(Pointing and labeling entries)
(begin)

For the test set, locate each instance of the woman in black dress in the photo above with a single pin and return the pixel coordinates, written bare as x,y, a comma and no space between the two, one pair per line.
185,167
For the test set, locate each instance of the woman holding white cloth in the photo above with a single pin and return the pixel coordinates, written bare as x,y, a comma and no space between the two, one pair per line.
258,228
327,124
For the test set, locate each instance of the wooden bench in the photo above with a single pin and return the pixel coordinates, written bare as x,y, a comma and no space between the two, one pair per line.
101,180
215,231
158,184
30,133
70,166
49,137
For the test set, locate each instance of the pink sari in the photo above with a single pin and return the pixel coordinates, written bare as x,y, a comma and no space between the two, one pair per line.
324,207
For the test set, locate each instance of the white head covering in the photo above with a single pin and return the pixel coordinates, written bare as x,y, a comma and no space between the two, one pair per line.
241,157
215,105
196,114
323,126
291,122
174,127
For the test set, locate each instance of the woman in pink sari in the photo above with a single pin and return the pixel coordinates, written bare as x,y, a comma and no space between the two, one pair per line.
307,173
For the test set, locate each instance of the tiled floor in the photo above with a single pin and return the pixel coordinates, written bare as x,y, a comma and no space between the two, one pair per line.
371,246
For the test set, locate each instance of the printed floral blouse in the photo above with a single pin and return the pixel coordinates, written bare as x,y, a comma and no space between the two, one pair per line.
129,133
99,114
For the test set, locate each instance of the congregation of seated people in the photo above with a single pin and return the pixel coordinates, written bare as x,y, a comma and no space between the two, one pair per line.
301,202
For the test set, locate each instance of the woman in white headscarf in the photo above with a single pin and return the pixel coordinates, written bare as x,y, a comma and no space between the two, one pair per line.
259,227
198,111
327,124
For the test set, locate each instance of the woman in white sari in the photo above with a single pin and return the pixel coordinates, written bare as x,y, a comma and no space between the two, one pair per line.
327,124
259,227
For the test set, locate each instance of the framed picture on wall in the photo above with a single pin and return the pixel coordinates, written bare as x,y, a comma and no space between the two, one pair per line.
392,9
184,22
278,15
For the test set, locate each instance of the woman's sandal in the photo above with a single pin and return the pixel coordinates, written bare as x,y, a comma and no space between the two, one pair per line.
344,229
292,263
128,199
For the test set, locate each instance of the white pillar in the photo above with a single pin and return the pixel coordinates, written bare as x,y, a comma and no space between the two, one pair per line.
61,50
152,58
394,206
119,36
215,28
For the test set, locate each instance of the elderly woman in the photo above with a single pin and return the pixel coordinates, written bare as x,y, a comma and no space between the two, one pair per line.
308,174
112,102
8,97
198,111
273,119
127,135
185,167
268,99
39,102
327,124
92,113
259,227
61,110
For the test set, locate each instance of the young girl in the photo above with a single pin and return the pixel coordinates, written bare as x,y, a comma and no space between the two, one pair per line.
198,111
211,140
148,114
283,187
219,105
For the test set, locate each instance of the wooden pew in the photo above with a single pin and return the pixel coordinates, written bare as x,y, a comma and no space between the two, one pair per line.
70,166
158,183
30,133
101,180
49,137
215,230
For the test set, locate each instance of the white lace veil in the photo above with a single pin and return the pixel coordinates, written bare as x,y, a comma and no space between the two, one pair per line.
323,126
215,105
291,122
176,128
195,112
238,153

(end)

= Task details =
Can you copy out, word for word, the part of the data that opens with the line containing "in white sari" and runs through the end of the data, including both ends?

= Result of this task =
For the test set, locate each instance of the woman in white sari in the photo above with a single pin and return the pixel coordinates, written bare as x,y, a comma and no space between the two, one pair per line.
327,124
259,227
For the test set, locate each instance of the framed picture on wall in the photo above with a single pin and return the pixel coordinates, written bare as x,y, a comma and no space between the two, one pair per line.
392,9
184,22
278,15
For the test set, locate each instance of the woman's sandal in the photo above with a single pin and return the pixel coordinates, written bare as x,y, a comma and no space between the two, one pair per line.
344,229
292,263
128,199
For the test set, locate each instance of the white pillar in the photo above with a single pin and return the pixel coordinates, written bare as x,y, a comma and no space between the two, one pair per line.
61,50
152,58
394,206
119,36
215,28
For the test set, locate each instance of the elderly woman in the photo above with a single pin and return the pixel coordinates, written bare as x,y, a comma and no space between the two, one pair per line.
308,174
112,102
8,97
198,111
273,119
127,135
185,167
268,99
39,102
327,124
92,113
259,227
61,110
For the test set, locate each instance of the young girl in the photo above with a single pin and return the pixel coordinates, written bare as x,y, a comma and no space between the two, one pair per line.
198,111
211,140
148,114
283,187
219,105
For the test set, locate each instance of the wooden pew in the photo above with a single pin and return the pixel coordinates, written bare as x,y, a comma and no space between the two, one pair per line.
70,166
158,183
30,133
101,180
49,137
215,230
For the test set, locate each instance of the white lace veil in the photo above with a single pin and return the pixel coordinates, written bare as x,y, a comma and no space between the two, one pair per line.
323,126
215,105
291,122
176,128
195,112
238,153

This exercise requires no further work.